>> begin PAGE EXTRACT
Absolute Immunity for Prosecutors Creates the Classic “Lemons Problem”
Public officials argue that to be able to carry out their duties, laws must protect them from lawsuits by disgruntled individuals or those harmed by wrongful actions of government agents. The U.S. Supreme Court especially has protected prosecutors, granting them absolute immunity as long as they committed wrongful acts within the scope of their legal duties.
Advocates argue that unless prosecutors receive such drastic protection, those charged and sometimes convicted – guilty or not – will bury prosecutors under a blizzard of lawsuits for misconduct. Yet, as we see with the infamous Pottawattamie County vs. McGhee, one also can argue that prosecutorial immunity also create conditions for a legal version of a “Lemons Problem,” in which prosecutors are encouraged to present false information as being true and jurors and the public can be fooled.
In 1977, police and prosecutors in Council Bluffs, Iowa, desperately wanted to solve the murder of a former police officer there. The district attorney, David Richter, faced an election the next year, and he wanted to keep his job.
Despite having good evidence that led to the trail of the potential killer, Richter and police charged two black teenagers, Terry Harrington and Curtis McGhee, who lived in neighboring Nebraska, and tried them for murder. What followed was a nightmare for the two young men, one of whom was the captain of his high school football team. Richter, his assistant, Joseph Hrvol, and the police zeroed in on the two young men, even to the point of ignoring evidence that would have taken them elsewhere.
What followed was a frame-up, and the state convinced an all-white jury in 1978 that Harrington and McGhee were guilty. The star witness for the state was a 16-year-old boy who, to be charitable, was quite unreliable:
Harrington (after being convicted and given a life sentence in prison) struck up a friendship with the prison barber, who petitioned for the police records in his case. According to defense lawyers, those records not only disclosed how police and prosecutors had coached Hughes until his story matched the facts, and how other witnesses were coerced into lying, but that the records also showed that police and prosecutors had withheld evidence that pointed to another suspect.
They had identified a white man named Charles Gates, who had been seen with a shotgun near the scene of the crime. Gates, the brother-in-law of a Council Bluffs Fire Department captain, was interviewed and failed a polygraph. But prosecutors and police abandoned their interest in him in favor of Harrington, who was not even offered a polygraph.
Harrington appealed his conviction and, after serving 25 years, finally had his case heard before the Iowa Supreme Court, which overturned the verdict, the court declaring that the state’s main witness was a “liar and perjurer.” Harrington and McGhee sued the prosecutors and won at the district and appellate levels in part because Richter and Hrvol had taken an active role in the actual investigation, working alongside the Council Bluffs police.
>> end PAGE EXTRACT
>> begin ENTRIES PROVIDED
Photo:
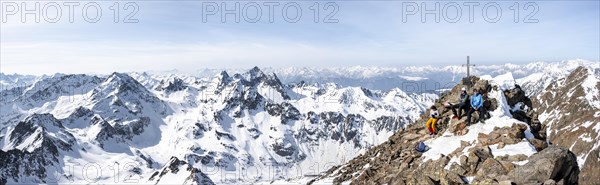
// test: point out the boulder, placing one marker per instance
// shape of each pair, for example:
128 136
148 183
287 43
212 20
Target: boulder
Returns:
517 131
490 168
554 163
550 182
505 182
538 144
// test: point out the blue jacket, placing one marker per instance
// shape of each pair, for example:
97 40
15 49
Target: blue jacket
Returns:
476 101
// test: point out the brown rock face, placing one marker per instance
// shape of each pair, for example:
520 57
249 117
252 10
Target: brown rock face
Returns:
553 163
396 162
571 120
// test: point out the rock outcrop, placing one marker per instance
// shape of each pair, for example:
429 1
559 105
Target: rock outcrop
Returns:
396 162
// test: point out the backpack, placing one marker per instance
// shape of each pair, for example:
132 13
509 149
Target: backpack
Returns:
420 147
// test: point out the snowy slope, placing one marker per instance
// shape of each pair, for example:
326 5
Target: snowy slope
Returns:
227 129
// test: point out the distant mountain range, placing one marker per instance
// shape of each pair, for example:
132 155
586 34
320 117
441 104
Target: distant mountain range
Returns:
223 127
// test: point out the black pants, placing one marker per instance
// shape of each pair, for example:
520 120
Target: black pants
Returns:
481 114
460 107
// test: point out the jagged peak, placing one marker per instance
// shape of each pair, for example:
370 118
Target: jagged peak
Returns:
45 120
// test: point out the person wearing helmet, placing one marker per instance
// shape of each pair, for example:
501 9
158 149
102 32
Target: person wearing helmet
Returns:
463 104
433 116
476 105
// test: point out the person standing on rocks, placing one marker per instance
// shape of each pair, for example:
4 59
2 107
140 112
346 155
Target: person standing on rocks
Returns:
463 104
433 116
476 105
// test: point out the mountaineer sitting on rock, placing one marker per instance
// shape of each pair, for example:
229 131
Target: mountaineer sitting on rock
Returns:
463 104
433 116
476 105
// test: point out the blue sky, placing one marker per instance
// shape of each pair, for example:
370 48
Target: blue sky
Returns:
172 35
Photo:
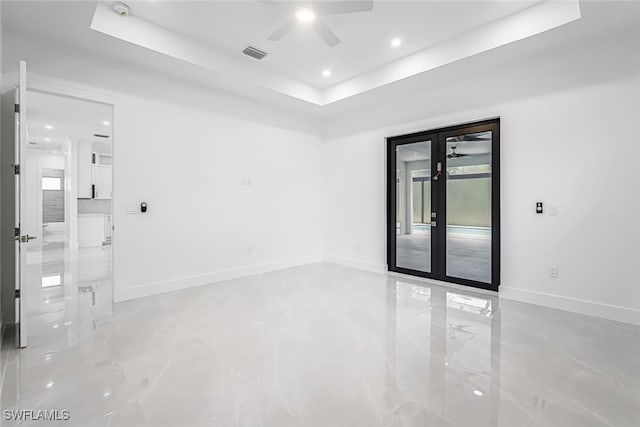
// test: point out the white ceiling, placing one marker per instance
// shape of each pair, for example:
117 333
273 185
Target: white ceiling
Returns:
50 34
70 118
301 54
211 35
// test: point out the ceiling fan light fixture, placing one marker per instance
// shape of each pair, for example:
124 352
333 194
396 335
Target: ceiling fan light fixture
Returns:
305 15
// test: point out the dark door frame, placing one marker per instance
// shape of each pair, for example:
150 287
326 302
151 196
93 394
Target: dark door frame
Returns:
438 201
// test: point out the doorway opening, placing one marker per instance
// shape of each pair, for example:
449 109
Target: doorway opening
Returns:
66 281
443 204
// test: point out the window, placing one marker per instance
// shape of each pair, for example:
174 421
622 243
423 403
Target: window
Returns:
49 183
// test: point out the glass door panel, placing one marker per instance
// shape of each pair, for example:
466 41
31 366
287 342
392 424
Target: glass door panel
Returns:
413 204
468 206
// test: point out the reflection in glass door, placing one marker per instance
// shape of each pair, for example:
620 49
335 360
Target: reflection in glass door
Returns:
468 192
413 204
443 204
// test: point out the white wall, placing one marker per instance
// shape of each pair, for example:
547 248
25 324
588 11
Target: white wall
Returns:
203 224
185 150
577 149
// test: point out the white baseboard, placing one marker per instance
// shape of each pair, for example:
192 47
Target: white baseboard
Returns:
361 265
575 305
154 288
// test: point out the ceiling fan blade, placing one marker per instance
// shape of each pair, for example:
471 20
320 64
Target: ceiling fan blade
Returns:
283 30
325 33
347 6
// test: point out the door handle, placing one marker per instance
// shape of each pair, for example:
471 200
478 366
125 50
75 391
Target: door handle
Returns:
24 239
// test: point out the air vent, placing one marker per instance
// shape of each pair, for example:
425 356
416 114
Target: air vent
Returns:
254 53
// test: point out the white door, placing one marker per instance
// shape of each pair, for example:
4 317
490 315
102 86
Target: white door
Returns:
21 237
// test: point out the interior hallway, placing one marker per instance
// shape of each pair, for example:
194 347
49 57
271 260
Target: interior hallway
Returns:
321 345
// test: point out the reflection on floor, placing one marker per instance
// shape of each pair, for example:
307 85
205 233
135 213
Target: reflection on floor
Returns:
323 345
468 255
68 292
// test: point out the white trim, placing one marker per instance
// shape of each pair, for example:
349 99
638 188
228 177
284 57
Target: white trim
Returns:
155 288
360 265
575 305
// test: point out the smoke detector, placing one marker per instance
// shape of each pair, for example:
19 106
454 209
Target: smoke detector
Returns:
121 9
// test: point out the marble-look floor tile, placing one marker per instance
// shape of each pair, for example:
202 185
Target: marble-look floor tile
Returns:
325 345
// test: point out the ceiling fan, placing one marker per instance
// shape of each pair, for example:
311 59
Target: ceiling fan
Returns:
309 13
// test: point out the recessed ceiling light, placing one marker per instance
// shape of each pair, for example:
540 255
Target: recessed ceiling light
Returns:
305 15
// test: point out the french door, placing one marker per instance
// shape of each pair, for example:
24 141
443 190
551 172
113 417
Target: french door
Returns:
443 204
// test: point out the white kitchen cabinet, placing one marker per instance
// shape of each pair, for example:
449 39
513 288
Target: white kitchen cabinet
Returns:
102 182
85 171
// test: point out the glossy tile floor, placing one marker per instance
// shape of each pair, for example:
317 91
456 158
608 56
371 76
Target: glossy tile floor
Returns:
325 345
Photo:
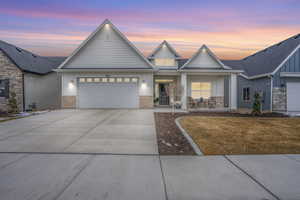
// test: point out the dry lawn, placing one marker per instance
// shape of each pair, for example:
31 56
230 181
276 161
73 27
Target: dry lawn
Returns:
244 135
>> end ENTRIES PROVIDED
** EXERCISE AIM **
Please transcribe the article on prosecutorial immunity word for word, from "Public officials argue" up to and including "their legal duties.".

** EXERCISE OUTPUT **
Public officials argue that to be able to carry out their duties, laws must protect them from lawsuits by disgruntled individuals or those harmed by wrongful actions of government agents. The U.S. Supreme Court especially has protected prosecutors, granting them absolute immunity as long as they committed wrongful acts within the scope of their legal duties.